Consigne: D'après l'extrait, en quelle année et dans quel pays M. de Montricher mourut-il ?

Extrait du texte:

● ● ● ● ●

Il eut la main heureuse lorsque, refusant d’abdiquer entre les mains d’un entrepreneur-général, comme le gouvernement napolitain le conseillait, ou bien entre celles, tout aussi suspectes et dangereuses, d’entrepreneurs parcellaires, il choisit un ingénieur français encore jeune et déjà célèbre, M. de Montricher, qui venait d’exécuter les beaux travaux amenant la Durance à Marseille, et de construire l’aqueduc de Rocamadour. M. de Montricher, homme de cœur et de vive intelligence, devait mourir prématurément en Italie pendant l’année 1858, non sans avoir donné les plans principaux et exécuté même les commencemens de l’œuvre. Sa pensée devait lui survivre : le prince n’y voulut pas d’autres continuateurs et d’autres interprètes que deux ingénieurs français, depuis longtemps ses collaborateurs et amis : M. Bermont, que la maladie força de se retirer en 1869, et M. Alexandre Brisse, qui, depuis lors, n’a pas cessé de diriger les travaux, de remédier à d’immenses difficultés, très imprévues, et d’ajouter aux données primitives les ressources d’un talent éprouvé.

● ● ● ● ●

Données extraites:
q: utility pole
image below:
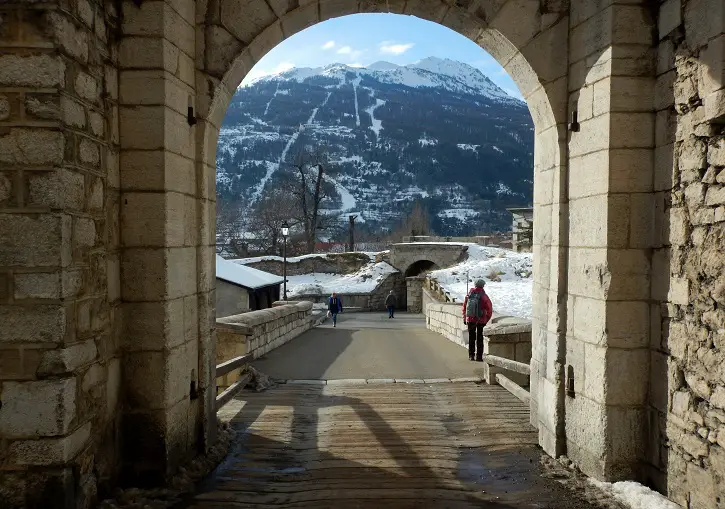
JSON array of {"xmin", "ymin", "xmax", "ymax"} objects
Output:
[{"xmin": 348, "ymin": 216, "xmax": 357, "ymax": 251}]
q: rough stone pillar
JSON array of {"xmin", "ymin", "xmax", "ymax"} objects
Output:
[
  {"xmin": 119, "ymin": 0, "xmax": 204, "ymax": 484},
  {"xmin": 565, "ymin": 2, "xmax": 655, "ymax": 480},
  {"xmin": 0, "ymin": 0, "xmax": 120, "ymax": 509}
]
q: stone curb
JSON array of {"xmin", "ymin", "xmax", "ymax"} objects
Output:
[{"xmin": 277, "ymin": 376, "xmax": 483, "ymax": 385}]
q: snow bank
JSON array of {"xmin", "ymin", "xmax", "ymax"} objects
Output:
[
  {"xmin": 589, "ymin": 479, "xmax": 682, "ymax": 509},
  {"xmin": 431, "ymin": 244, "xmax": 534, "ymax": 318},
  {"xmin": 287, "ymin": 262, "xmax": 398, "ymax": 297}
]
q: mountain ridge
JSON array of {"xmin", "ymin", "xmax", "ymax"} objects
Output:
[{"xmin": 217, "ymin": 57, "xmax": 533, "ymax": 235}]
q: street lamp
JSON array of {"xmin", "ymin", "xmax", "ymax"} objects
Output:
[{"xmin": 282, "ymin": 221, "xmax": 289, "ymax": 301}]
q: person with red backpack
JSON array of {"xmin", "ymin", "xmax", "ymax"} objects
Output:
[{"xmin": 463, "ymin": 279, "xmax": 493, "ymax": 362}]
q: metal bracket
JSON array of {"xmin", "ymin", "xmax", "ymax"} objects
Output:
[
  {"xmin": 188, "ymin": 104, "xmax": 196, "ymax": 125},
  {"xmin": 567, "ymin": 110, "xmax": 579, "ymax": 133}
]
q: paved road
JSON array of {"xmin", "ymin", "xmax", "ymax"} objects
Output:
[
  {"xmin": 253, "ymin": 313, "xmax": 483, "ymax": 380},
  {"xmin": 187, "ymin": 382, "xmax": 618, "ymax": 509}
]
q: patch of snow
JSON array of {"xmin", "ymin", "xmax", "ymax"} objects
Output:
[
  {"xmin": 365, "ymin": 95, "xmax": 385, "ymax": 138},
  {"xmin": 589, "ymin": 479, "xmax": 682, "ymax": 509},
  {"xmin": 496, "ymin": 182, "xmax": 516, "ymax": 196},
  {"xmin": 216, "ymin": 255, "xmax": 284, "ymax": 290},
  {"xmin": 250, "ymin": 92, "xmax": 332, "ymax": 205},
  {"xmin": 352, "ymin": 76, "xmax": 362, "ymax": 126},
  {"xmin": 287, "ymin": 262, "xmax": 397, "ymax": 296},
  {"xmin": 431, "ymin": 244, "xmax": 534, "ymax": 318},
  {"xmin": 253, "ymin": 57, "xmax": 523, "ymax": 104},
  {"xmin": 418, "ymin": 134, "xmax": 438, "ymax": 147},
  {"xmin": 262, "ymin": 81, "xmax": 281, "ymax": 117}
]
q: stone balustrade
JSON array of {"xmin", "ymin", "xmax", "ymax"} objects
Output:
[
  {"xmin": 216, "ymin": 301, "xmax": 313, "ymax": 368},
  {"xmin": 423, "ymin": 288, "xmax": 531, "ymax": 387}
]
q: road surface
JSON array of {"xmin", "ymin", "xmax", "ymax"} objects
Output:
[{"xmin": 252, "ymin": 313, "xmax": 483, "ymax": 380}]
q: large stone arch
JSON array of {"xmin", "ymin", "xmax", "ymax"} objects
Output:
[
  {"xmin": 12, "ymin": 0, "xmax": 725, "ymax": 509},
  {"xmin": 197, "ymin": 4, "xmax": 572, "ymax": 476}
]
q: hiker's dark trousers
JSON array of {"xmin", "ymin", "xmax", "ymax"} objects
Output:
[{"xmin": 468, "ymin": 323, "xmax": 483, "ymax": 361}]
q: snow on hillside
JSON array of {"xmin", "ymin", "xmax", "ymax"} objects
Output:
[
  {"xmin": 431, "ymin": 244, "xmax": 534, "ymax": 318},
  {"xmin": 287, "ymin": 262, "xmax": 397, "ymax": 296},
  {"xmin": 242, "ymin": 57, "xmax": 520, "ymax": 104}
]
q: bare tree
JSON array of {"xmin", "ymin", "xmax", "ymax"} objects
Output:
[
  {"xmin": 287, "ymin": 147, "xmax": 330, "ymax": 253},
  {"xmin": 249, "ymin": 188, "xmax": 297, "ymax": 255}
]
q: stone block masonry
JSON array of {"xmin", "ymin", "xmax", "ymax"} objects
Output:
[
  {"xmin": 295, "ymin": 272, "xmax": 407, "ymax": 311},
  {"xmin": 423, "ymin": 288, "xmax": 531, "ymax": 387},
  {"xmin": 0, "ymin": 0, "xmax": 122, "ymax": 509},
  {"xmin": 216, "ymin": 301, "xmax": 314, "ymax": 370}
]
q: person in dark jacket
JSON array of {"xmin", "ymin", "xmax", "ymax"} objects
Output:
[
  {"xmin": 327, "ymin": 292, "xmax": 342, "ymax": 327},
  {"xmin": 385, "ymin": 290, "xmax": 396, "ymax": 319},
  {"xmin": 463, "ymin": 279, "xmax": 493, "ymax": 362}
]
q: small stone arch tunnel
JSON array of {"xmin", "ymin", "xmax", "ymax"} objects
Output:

● ● ● ● ●

Réponse: Il mourut en Italie, en 1858.